- _Directions for this task_: Pick out each line below that contains the word "flower", paying attention to upper and lower case, and copy those lines out in full.

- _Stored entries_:
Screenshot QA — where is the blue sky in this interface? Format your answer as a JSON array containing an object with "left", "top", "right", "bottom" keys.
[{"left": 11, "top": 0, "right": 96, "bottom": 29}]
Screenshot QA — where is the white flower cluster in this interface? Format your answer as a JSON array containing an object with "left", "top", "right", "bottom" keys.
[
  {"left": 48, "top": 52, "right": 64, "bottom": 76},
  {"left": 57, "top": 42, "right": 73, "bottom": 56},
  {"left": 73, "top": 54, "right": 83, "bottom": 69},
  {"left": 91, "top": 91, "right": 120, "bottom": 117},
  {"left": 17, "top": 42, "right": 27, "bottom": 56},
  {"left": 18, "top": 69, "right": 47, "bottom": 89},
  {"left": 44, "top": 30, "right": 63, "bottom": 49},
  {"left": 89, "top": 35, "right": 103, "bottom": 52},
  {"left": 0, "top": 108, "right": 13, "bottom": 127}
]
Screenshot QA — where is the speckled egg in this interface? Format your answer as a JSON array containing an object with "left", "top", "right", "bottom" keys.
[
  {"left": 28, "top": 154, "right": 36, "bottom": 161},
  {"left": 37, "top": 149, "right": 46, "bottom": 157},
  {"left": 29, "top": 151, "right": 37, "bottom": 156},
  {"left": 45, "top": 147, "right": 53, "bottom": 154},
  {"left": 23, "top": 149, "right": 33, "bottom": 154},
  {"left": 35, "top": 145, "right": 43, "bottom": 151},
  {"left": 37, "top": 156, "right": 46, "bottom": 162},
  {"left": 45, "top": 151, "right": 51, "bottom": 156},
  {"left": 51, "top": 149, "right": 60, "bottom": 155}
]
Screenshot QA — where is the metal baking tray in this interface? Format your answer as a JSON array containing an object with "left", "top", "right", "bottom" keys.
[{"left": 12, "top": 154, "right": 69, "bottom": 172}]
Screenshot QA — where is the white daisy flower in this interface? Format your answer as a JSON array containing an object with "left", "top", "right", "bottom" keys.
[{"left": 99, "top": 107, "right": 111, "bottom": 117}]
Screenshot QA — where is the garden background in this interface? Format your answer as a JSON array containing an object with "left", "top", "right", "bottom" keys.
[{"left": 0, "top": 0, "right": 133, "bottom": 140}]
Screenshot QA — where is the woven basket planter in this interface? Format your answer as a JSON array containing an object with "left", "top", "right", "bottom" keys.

- _Solved problem_:
Screenshot QA — where is the white flower cluster in this interface? Format your answer as a JSON array containing an object with "left", "top", "right", "bottom" keys.
Screenshot QA — where is the white daisy flower in this interface? Format your answer as a JSON array containing an object with "left", "top", "right", "bottom" keys.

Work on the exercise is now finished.